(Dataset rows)
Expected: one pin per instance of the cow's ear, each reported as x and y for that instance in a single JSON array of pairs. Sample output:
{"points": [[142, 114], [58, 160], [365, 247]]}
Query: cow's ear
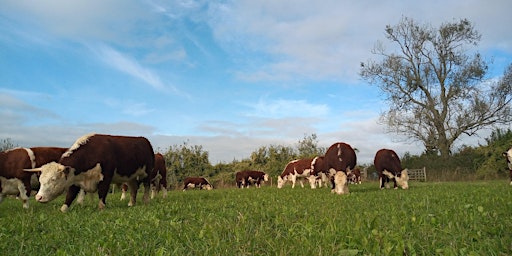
{"points": [[390, 175]]}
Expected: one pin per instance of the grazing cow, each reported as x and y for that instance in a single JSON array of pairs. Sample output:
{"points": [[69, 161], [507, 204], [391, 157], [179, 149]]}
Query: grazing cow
{"points": [[354, 177], [318, 173], [95, 161], [159, 182], [245, 178], [339, 157], [300, 168], [13, 180], [388, 166], [196, 182], [508, 155]]}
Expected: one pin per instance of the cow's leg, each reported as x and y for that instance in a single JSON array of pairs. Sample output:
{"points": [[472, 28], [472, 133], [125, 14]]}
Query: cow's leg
{"points": [[70, 197], [25, 189], [132, 187], [81, 197], [124, 188]]}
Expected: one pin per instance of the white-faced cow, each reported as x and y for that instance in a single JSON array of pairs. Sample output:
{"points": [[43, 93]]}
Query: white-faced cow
{"points": [[339, 157], [354, 177], [246, 177], [388, 166], [95, 161], [508, 155], [15, 181], [159, 182], [196, 182], [297, 169]]}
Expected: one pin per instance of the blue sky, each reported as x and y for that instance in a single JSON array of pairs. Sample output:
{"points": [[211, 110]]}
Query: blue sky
{"points": [[231, 76]]}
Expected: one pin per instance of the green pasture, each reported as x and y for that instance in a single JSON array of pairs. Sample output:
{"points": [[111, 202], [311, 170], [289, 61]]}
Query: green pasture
{"points": [[456, 218]]}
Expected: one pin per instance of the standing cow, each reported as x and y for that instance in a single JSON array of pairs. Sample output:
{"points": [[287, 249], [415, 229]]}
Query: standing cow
{"points": [[300, 168], [95, 161], [388, 166], [196, 182], [508, 154], [159, 182], [339, 159], [13, 180], [245, 178]]}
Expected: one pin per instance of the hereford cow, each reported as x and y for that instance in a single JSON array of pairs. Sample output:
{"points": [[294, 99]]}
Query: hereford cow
{"points": [[508, 155], [301, 169], [388, 166], [196, 182], [245, 178], [354, 177], [95, 161], [159, 182], [13, 180], [339, 157]]}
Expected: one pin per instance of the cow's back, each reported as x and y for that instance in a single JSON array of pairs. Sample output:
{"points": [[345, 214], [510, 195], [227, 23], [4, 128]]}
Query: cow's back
{"points": [[120, 153], [387, 159], [44, 155], [340, 156]]}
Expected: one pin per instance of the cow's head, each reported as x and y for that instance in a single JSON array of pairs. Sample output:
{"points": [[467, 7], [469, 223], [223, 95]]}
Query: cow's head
{"points": [[340, 183], [508, 155], [402, 179], [281, 181], [55, 179]]}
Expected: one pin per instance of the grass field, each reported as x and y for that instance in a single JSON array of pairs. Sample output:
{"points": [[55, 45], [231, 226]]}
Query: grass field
{"points": [[462, 218]]}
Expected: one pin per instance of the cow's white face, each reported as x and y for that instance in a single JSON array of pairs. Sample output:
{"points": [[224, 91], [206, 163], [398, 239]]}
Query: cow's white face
{"points": [[340, 183], [281, 181], [402, 181], [55, 179]]}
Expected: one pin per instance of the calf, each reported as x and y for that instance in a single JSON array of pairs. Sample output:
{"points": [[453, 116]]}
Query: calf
{"points": [[199, 182], [388, 166], [95, 161], [13, 180], [245, 178], [508, 155], [339, 157], [300, 168]]}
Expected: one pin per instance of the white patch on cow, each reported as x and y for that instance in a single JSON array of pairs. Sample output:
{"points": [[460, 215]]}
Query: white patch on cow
{"points": [[340, 183], [54, 179], [79, 142], [31, 156]]}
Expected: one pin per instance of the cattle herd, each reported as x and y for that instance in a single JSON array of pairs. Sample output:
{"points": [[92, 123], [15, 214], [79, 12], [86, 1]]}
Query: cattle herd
{"points": [[97, 161]]}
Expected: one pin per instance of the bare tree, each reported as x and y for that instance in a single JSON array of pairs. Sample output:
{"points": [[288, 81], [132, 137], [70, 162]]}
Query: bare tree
{"points": [[435, 86]]}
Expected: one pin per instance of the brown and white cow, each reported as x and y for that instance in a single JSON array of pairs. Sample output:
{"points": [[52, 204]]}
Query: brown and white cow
{"points": [[246, 177], [354, 177], [301, 169], [13, 180], [508, 154], [95, 161], [339, 157], [158, 183], [388, 166], [196, 182]]}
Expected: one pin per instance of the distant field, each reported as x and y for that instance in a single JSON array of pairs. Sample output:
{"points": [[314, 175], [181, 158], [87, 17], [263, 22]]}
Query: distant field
{"points": [[463, 218]]}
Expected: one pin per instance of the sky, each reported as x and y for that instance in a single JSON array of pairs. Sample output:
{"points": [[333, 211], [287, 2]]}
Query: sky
{"points": [[231, 76]]}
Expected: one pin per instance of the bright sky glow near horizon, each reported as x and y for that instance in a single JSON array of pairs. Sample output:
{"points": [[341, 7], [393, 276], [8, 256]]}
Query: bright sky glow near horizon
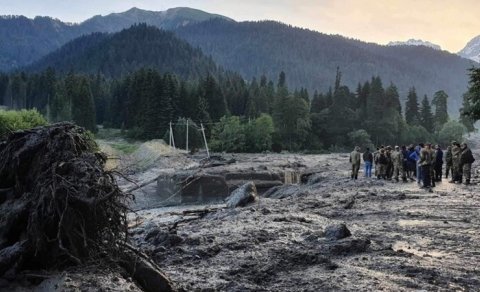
{"points": [[450, 24]]}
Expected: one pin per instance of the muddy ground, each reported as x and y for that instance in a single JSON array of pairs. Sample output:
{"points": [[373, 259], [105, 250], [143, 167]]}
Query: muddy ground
{"points": [[399, 237], [328, 234]]}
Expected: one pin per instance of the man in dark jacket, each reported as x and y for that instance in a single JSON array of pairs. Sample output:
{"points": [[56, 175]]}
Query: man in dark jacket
{"points": [[425, 163], [382, 165], [368, 159], [438, 163], [448, 162], [466, 160]]}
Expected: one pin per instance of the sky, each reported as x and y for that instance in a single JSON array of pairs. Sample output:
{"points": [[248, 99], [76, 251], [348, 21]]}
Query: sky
{"points": [[448, 23]]}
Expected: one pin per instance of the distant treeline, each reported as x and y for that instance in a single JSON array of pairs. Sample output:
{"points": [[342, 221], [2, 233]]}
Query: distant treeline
{"points": [[144, 102]]}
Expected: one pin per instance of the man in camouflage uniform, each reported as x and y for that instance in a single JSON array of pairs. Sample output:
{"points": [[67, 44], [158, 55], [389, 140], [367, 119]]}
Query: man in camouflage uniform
{"points": [[425, 164], [355, 161], [382, 164], [433, 159], [466, 160], [448, 162], [375, 160], [389, 166], [457, 172], [397, 160]]}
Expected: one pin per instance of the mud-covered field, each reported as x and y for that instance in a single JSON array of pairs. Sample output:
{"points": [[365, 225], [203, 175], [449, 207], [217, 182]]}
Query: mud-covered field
{"points": [[398, 237]]}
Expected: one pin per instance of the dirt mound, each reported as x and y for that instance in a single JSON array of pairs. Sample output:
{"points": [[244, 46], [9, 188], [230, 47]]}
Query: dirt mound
{"points": [[59, 207]]}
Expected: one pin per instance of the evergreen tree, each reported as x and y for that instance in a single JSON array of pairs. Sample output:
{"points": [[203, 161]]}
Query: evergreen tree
{"points": [[392, 98], [426, 115], [83, 107], [473, 96], [441, 109], [465, 118], [412, 116], [214, 97]]}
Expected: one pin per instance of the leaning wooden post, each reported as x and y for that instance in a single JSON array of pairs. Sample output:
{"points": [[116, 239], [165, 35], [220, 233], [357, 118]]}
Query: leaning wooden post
{"points": [[186, 143], [205, 140], [171, 134]]}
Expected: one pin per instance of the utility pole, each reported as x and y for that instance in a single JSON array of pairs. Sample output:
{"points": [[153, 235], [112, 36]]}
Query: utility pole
{"points": [[205, 140], [186, 143]]}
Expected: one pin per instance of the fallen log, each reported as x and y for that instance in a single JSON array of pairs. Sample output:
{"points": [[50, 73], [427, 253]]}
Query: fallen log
{"points": [[60, 208]]}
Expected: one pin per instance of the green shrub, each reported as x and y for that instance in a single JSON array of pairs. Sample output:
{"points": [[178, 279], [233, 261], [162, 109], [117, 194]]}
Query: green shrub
{"points": [[11, 120]]}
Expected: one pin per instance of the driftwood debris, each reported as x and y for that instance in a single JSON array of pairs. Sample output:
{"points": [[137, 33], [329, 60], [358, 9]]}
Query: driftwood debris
{"points": [[59, 207]]}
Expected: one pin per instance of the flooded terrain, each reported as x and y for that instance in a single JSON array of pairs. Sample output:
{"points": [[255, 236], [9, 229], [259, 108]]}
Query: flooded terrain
{"points": [[328, 233]]}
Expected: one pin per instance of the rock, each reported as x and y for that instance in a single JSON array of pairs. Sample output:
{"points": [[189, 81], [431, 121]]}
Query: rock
{"points": [[189, 187], [347, 246], [337, 231], [282, 192], [243, 196]]}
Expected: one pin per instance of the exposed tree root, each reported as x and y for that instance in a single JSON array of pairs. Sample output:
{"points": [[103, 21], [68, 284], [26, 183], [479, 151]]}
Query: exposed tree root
{"points": [[58, 206]]}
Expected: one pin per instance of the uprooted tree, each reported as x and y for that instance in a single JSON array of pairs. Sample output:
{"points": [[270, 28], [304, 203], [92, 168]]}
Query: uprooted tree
{"points": [[59, 207]]}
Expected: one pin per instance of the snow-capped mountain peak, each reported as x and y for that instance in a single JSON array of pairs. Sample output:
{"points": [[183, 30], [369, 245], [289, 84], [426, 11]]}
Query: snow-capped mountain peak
{"points": [[413, 42], [472, 50]]}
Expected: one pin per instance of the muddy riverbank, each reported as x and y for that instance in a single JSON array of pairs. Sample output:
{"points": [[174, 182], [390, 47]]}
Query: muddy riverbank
{"points": [[398, 238]]}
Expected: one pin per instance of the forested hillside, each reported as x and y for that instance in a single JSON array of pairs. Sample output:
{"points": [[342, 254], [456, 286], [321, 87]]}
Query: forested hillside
{"points": [[310, 58], [24, 40], [115, 55]]}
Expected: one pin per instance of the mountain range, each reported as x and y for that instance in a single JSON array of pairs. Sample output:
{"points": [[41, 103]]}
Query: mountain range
{"points": [[414, 42], [472, 50], [308, 58], [24, 40]]}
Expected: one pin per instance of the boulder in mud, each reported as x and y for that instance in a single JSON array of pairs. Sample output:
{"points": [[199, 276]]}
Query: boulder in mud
{"points": [[243, 196], [337, 231], [188, 187]]}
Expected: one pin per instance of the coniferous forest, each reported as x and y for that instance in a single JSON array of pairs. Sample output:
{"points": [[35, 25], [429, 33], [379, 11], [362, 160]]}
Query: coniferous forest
{"points": [[142, 79], [239, 116]]}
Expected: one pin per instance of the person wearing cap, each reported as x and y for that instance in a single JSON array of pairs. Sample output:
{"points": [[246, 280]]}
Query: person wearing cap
{"points": [[397, 160], [355, 161], [438, 163], [382, 164], [433, 161], [368, 160], [457, 172], [389, 166], [425, 163], [448, 162], [466, 160]]}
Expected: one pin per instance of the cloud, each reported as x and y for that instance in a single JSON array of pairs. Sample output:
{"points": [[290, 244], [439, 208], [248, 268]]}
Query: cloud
{"points": [[450, 24]]}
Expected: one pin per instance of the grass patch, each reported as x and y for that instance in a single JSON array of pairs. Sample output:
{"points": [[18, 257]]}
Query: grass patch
{"points": [[125, 148]]}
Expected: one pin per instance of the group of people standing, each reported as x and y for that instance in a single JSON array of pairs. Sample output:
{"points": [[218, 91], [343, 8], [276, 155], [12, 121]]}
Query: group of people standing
{"points": [[422, 162]]}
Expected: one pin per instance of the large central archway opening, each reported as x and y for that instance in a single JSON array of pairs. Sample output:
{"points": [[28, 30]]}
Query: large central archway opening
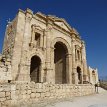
{"points": [[35, 69], [60, 62]]}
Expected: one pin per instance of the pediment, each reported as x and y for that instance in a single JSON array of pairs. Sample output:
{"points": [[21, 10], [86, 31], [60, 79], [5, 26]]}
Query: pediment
{"points": [[63, 24]]}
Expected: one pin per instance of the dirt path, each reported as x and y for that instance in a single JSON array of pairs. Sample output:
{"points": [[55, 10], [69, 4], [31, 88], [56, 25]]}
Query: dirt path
{"points": [[97, 100]]}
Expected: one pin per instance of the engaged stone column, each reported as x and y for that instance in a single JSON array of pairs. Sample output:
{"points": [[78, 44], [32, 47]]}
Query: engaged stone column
{"points": [[23, 74], [48, 54], [74, 70], [69, 68], [85, 70]]}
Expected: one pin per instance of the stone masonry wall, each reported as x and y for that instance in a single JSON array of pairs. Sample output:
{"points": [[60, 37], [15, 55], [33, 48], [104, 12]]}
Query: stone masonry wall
{"points": [[19, 94]]}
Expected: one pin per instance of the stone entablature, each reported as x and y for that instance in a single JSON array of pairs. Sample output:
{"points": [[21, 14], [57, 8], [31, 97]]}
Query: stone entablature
{"points": [[43, 57]]}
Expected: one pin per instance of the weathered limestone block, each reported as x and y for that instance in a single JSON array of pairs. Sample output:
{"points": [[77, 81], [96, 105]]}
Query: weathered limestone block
{"points": [[29, 91], [2, 99], [37, 95], [8, 94], [2, 94], [33, 95]]}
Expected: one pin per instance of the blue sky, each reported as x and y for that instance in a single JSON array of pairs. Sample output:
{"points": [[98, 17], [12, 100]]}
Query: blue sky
{"points": [[89, 17]]}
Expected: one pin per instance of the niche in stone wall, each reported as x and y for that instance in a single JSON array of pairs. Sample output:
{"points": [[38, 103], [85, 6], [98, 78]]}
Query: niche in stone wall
{"points": [[77, 53], [37, 39]]}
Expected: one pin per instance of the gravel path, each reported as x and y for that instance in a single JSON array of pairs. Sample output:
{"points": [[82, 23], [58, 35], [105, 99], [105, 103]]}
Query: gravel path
{"points": [[97, 100]]}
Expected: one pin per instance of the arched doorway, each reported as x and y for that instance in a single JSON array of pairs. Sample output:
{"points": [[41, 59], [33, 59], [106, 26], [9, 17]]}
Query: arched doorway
{"points": [[35, 69], [79, 75], [60, 62]]}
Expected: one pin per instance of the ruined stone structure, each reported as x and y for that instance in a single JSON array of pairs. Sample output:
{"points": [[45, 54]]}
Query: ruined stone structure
{"points": [[43, 57], [93, 75]]}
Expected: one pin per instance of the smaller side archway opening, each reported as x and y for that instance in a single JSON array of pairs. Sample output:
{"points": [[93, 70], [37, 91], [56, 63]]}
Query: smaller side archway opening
{"points": [[35, 69], [79, 75], [60, 61]]}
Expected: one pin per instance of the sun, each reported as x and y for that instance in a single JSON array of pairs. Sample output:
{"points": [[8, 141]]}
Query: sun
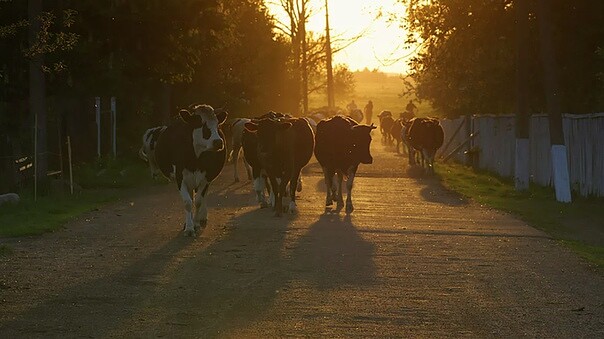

Directive: How many lines of the items above contain the word "uniform"? Reply with the number alone.

Exercise output: 2